» **GOAL OF THE EXERCISE**
Put the entries between the lines holding "For the above frame, enumerate every printed" and "309;181;480;300", inclusive, into a two-column CSV with the headers instruction and response. Give each entry one row, with every field in quotation marks and its line breaks replaced by spaces.
□ □ □ □
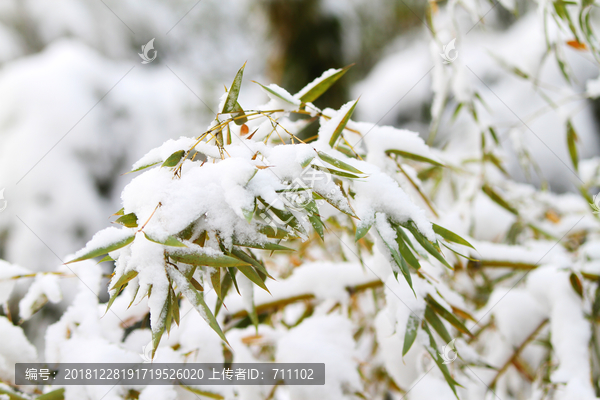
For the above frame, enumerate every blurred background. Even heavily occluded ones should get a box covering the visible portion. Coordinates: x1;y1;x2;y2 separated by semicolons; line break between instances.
0;0;600;346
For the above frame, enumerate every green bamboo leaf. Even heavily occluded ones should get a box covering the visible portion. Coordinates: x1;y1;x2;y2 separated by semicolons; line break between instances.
148;287;169;359
354;219;373;242
252;81;296;105
161;150;185;167
308;214;325;240
392;225;421;269
35;388;65;400
567;120;579;171
317;151;364;175
258;225;293;239
65;232;135;264
168;251;248;268
377;223;417;297
257;197;306;234
115;213;137;228
569;272;583;299
221;63;246;113
425;306;452;343
405;221;454;269
181;385;225;400
110;270;138;290
296;64;354;103
98;255;115;264
165;286;173;335
329;100;358;147
215;270;233;317
425;294;473;342
166;264;229;346
233;239;294;251
385;149;444;167
208;267;224;300
311;164;360;179
125;161;160;175
431;223;475;250
238;265;271;294
231;247;274;279
313;188;358;218
402;314;419;357
144;232;187;247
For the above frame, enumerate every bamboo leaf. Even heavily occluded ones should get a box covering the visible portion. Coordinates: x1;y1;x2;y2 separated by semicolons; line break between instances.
569;272;583;299
385;149;444;167
567;120;579;171
296;64;354;103
252;81;297;105
431;224;475;250
425;306;452;343
115;213;137;228
110;270;138;290
65;232;135;264
221;63;246;113
317;151;364;175
425;294;473;342
144;232;187;247
98;255;115;264
125;161;160;174
311;164;360;179
329;100;358;147
405;221;454;269
166;264;229;346
231;247;274;279
161;150;185;167
148;287;169;359
377;223;417;297
168;251;248;268
402;314;419;357
308;212;325;240
233;239;294;251
421;322;462;400
238;265;271;294
181;385;225;400
354;220;373;242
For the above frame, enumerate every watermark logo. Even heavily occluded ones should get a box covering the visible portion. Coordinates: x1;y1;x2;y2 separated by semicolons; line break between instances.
440;38;458;64
590;193;600;214
138;38;158;64
258;160;336;239
440;339;458;364
140;341;152;364
0;188;8;212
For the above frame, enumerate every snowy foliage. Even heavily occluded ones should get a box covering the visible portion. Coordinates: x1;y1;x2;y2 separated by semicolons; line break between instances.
0;0;600;400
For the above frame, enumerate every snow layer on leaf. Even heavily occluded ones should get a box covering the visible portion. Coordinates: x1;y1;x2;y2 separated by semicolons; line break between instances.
0;316;37;382
353;169;436;241
129;233;169;331
263;83;300;111
19;274;62;320
0;260;31;305
317;100;356;144
527;265;594;399
294;68;341;99
74;226;131;258
586;77;600;98
275;315;361;400
131;136;196;170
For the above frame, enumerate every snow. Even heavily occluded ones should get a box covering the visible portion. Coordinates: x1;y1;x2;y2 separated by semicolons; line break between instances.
275;315;361;400
19;274;62;320
294;68;341;99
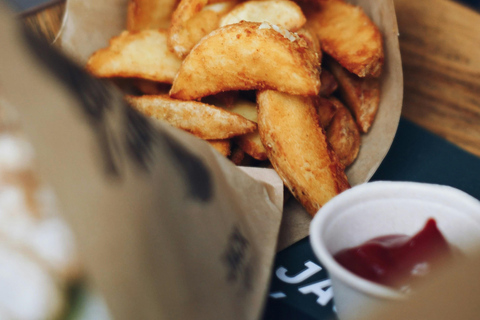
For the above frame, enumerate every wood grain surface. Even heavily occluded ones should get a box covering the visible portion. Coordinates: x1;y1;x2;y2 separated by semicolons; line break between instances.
24;0;480;156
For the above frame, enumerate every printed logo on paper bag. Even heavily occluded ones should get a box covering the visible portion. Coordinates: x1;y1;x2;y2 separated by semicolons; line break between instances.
25;30;213;201
264;238;336;320
221;226;252;290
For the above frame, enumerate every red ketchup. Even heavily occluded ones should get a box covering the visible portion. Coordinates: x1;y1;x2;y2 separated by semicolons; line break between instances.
334;219;452;290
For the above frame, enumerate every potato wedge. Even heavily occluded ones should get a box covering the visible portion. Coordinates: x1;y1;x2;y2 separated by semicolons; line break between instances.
220;0;306;31
257;90;350;215
327;59;380;133
230;146;245;166
207;139;232;157
127;0;178;31
168;0;236;59
86;30;182;83
132;78;171;95
170;21;320;100
313;97;337;129
127;96;257;140
306;0;384;77
234;130;268;161
297;27;323;64
326;97;360;167
320;69;338;97
224;100;267;161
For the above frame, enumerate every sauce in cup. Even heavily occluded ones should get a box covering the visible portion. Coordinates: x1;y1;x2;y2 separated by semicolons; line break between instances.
334;218;452;291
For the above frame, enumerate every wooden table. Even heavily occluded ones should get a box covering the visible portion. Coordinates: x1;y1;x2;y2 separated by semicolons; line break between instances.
24;0;480;156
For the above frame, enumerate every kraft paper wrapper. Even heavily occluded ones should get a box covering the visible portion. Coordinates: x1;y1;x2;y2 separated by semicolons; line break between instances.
0;4;283;320
60;0;403;250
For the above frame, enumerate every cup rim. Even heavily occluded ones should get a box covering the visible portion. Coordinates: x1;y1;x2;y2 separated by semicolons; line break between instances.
309;181;480;300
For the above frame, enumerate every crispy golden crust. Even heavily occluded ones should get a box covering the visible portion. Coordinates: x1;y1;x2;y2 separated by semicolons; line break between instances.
306;0;384;77
220;0;306;31
297;26;323;64
170;22;320;100
168;0;236;59
127;96;257;140
327;59;380;133
235;131;268;161
230;146;245;166
127;0;178;31
86;30;182;83
207;139;232;157
327;97;360;167
320;69;338;97
257;90;349;215
313;97;337;129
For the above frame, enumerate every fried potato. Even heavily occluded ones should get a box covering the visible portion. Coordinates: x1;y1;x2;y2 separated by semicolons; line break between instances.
327;59;380;133
306;0;384;77
207;139;232;157
202;91;239;109
229;100;267;161
132;79;171;95
168;0;236;59
327;97;360;167
257;90;349;215
127;0;178;31
234;130;268;161
320;69;338;97
220;0;306;31
127;96;257;140
230;146;245;166
313;97;337;129
86;30;182;83
297;27;323;63
170;21;320;100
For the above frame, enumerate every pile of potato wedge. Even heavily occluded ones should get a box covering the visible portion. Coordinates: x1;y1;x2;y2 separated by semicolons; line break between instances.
86;0;384;215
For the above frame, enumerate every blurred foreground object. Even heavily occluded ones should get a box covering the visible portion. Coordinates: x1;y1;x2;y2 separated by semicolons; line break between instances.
0;100;79;320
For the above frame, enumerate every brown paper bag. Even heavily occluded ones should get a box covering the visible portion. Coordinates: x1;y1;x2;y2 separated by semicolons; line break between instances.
0;6;283;319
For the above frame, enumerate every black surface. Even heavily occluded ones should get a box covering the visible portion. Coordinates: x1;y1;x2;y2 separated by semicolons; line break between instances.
264;119;480;320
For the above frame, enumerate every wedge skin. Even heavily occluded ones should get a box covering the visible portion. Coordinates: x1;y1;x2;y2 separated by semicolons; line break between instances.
220;0;306;31
127;0;178;31
86;30;182;83
326;97;361;168
207;139;232;157
307;0;384;77
126;95;257;140
257;90;350;216
170;21;320;100
326;59;380;133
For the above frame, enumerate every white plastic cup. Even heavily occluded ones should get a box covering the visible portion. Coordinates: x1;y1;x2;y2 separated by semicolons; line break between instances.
310;181;480;320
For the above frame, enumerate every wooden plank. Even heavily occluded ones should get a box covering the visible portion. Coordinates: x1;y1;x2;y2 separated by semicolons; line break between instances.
395;0;480;156
23;3;65;43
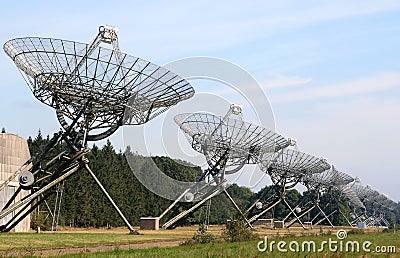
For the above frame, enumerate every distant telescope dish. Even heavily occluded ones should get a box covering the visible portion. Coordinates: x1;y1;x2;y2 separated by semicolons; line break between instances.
174;106;290;174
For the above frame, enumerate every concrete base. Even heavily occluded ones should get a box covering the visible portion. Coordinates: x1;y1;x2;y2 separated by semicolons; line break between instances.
139;217;160;230
253;219;274;228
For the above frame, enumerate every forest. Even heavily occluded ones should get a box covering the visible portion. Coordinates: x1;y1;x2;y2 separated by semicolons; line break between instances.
23;131;400;230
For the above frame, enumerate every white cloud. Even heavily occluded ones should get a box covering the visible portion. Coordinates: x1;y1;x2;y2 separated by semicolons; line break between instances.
262;76;311;89
270;72;400;103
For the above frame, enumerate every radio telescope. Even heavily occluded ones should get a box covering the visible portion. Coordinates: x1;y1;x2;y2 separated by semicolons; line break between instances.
351;184;395;227
159;105;290;228
0;26;194;232
284;166;354;227
247;148;330;228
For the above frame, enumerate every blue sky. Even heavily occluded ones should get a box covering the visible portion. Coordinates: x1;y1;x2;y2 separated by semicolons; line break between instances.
0;0;400;201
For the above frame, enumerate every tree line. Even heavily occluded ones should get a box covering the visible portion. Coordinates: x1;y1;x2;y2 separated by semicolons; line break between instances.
24;131;400;229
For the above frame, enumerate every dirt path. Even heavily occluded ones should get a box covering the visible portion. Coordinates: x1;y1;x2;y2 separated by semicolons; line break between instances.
0;240;182;257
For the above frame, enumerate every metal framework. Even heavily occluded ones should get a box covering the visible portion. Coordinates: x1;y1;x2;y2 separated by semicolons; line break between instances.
351;184;396;227
0;26;194;232
247;148;330;229
159;105;290;228
285;166;354;227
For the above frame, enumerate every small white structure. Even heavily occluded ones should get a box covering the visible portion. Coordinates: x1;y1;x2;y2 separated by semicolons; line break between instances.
139;217;160;230
0;133;31;232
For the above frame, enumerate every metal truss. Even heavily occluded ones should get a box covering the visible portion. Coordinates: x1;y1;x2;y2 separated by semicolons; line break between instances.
159;105;290;228
285;166;354;227
351;184;396;227
0;26;194;232
247;148;330;228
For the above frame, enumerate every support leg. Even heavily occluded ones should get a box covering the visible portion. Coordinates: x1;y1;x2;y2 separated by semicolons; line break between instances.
85;163;136;233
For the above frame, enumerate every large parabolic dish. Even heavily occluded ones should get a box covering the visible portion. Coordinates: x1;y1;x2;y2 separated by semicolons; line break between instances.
□ □ □ □
» **ANSWER TO THE EXERCISE**
instruction,response
"For the above frame, enumerate every printed logo on paper bag. Even heavily occluded ones should get a box covering the visible portion. Coordinates: x1;y1;x2;y2 separated by semicolons; line break between instances.","25;30;213;201 264;238;336;320 221;226;252;290"
"For the above frame, enumerate every red ketchup. Even heavily occluded ones should get a box covering the visible portion. Coordinates: x1;y1;x2;y2 separated by semicolons; line break between instances.","334;219;452;290"
"For the above frame, enumerate every potato wedge. Even heavily occluded ones should get a box covering the visible portion. Coordinates: x1;y1;x2;y2 separated by semicolons; line break between instances.","220;0;306;31 257;90;350;215 327;59;380;133 230;146;245;166 207;139;232;157 127;0;178;31 168;0;236;59 86;30;182;83 132;78;171;95 170;21;320;100 313;97;337;129 127;96;257;140 306;0;384;77 234;130;268;161 297;27;323;64 326;97;360;167 320;69;338;97 224;100;267;161"
"For the above frame, enumerate every sauce in cup. Even heavily occluded ones should get a box covering the visible portion. Coordinates: x1;y1;x2;y2 separated by semicolons; line break between instances.","334;218;452;291"
"For the above frame, enumerate every wooden table. Even heavily occluded ones should get a box covering the visible portion. Coordinates: x1;y1;x2;y2 separated by semicolons; line break between instances.","24;0;480;156"
"For the above frame, enumerate every kraft paper wrapper. Even heavily occluded ones should get a box covering the visible portion. Coordinates: x1;y1;x2;y2 separated by semicolons; line break between instances.","0;4;283;320 60;0;403;250"
"For the above frame, enumerate every cup rim. Even heavily occluded ones should get a box covering the visible portion. Coordinates: x1;y1;x2;y2 separated by semicolons; line break between instances.","309;181;480;300"